What the task requires:
According to the article about the fire at the Verso Paper mill in Sartell, how many paper rolls were in the warehouse where the fire started?

SARTELL, Minn. — The future of a Verso Paper Corp. mill that’s one of the main employers and taxpayers in the central Minnesota town of Sartell was unclear Tuesday as firefighters spent a second day trying to extinguish a fire that killed one worker and injured four.
The fire broke out Monday with an explosion in a warehouse at the Verso mill. The warehouse held nearly 4,000 rolls of paper, each weighing hundreds of pounds. Firefighters Tuesday still were trying to get to the burning rolls at the back of the building.
The building is unstable and structural beams are resting on top of paper rolls, Fire Chief Ken Heim said. “We have a massive challenge ahead of us,” Heim said during a news conference.
However, Heim also said he didn’t think the rest of the plant was damaged, the St. Cloud Times reported.
Plant manager Matt Archambeau said about 100 people were at work Tuesday, compared with 150 for a normal weekday and 50 when the fire broke out on the Memorial Day holiday. He said he didn’t know what the future holds for them, and the company is taking it day by day.
“We don’t have a plan beyond today,” he said.
Bill Cohen, a spokesperson for Verso mills in Bucksport and Jay, Maine, said Thursday, the company was still talking with customers and assessing the situation to make sure it can meet the clients’ needs.
Cohen said that process is just beginning, though, so it was too early to say whether the Maine mills might be asked to pick up some of the workload for the Sartell facility.
The sprawling blue mill is a landmark along the east bank of the Mississippi River in Sartell, a community of about 16,000 people just north of St. Cloud. The mill’s smokestack can be spotted for miles. It has been producing paper for 105 years, about as long as Sartell has been a city.
It’s a top employer and the city’s highest property taxpayer.
But Memphis, Tenn.-based Verso Paper has been hurt by the economic slump and a declining market for some of its products, including newsprint.
The company laid off 175 plant employees and mothballed two of its three paper-making machines late last year. The remaining machine makes lightweight coated paper, accounting for about two-thirds of the plant’s annual business. The paper is used mainly in media and marketing, including magazines and catalogs.
“When something happens to the mill, it affects the whole city,” Mayor Joe Perske said.
Verso’s chief financial officer, Robert Mundy, told the Times it’s fortunate that there was a “significant firewall” between the machine and the warehouse.
“The first thing we’ll have to do is get in and assess the damage, but we don’t know when that will be,” he said. “If it’s limited to the warehouse, we should be able to bring back operations in a reasonable amount of time.”
The plant is so important to the area that Gov. Mark Dayton visited the site Tuesday.
“The state of Minnesota will do everything it possibly can to get this plant operating again as soon as possible and protect the jobs that are here and vitally important to Sartell and the area,” Dayton said. “The fact that [Verso] is in some difficulty right now is of concern to me.”

Data listing:
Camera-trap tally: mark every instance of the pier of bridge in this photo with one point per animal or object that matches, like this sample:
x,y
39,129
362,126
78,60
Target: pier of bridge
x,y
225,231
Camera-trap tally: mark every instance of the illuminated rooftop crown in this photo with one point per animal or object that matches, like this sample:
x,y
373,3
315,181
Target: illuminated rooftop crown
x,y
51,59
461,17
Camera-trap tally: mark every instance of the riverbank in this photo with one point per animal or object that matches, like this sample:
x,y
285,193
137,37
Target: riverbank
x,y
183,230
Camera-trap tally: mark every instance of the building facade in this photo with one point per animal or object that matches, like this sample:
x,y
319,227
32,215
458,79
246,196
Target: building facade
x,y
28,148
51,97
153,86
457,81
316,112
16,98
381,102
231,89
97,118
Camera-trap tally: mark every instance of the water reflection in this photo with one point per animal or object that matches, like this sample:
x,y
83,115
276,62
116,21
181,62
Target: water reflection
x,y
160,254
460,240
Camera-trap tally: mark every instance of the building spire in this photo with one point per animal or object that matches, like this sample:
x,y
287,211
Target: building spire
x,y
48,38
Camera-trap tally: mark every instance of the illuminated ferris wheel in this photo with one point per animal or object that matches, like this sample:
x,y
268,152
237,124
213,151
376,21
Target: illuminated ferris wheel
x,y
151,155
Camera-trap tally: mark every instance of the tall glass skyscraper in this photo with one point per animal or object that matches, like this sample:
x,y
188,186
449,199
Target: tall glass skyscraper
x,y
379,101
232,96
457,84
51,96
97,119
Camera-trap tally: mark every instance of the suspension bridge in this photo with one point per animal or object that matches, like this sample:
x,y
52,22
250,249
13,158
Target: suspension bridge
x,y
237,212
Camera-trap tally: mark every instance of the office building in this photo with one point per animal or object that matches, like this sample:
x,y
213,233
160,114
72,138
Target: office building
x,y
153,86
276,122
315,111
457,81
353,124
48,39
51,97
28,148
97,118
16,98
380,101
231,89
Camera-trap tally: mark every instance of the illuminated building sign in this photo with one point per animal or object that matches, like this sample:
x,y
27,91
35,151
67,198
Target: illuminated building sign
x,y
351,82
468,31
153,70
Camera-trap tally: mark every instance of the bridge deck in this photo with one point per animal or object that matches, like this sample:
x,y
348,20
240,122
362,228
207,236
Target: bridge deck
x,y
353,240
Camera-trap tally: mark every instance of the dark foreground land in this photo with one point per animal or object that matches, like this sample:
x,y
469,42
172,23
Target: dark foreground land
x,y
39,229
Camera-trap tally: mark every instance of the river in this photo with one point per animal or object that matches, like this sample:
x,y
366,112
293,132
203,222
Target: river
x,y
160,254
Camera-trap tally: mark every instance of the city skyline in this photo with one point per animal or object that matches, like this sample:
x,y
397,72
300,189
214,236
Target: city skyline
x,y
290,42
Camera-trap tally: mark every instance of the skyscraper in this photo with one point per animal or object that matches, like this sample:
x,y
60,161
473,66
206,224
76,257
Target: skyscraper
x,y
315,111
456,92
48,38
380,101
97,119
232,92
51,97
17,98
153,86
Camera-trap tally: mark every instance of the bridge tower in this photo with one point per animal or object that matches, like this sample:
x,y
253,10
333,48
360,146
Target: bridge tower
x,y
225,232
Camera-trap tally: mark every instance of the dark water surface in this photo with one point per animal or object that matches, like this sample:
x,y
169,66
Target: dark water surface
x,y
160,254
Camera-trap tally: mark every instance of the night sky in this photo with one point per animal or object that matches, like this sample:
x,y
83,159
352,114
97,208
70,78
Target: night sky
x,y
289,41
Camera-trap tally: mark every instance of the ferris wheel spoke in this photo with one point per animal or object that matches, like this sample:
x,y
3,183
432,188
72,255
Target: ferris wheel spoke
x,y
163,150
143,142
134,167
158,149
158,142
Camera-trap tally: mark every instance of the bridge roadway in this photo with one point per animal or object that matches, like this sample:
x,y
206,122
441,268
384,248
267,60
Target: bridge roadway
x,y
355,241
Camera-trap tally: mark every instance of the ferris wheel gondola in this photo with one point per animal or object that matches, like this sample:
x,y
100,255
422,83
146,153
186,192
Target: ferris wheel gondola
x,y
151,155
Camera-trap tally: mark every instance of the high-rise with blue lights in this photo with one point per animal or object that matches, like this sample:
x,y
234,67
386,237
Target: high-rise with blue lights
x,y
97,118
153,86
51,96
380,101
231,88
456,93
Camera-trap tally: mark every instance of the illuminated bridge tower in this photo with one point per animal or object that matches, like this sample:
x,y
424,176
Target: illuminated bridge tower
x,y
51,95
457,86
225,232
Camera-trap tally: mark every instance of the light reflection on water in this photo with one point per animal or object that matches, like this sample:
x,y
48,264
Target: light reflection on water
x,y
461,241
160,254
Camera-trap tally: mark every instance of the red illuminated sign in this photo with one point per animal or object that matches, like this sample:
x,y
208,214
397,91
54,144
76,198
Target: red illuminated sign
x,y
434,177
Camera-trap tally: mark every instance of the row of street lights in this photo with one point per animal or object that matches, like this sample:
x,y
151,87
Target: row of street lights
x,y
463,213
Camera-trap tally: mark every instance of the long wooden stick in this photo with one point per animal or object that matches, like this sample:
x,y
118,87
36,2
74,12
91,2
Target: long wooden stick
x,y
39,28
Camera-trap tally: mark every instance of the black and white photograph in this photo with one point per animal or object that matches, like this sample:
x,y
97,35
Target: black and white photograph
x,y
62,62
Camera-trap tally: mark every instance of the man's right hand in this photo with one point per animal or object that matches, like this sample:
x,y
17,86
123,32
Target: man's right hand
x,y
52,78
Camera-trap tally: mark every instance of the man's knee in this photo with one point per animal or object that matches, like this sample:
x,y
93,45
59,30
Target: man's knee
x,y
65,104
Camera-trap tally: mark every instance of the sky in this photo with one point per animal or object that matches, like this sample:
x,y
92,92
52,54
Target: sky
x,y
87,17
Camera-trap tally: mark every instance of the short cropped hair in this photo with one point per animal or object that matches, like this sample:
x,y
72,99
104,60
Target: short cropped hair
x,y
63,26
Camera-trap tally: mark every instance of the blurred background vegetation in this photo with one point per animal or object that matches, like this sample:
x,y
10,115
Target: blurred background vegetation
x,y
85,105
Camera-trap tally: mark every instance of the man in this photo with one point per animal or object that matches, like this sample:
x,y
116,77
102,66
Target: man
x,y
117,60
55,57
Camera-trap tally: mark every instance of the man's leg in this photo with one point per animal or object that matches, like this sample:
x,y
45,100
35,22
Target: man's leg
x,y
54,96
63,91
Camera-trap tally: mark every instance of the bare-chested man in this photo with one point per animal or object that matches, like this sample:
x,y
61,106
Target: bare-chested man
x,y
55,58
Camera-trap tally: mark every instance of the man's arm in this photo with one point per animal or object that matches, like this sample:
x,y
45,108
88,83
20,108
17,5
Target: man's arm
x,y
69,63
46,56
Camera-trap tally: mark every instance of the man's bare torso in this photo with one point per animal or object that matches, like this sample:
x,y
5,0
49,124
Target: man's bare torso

Your response:
Nearly 4,000 rolls of paper.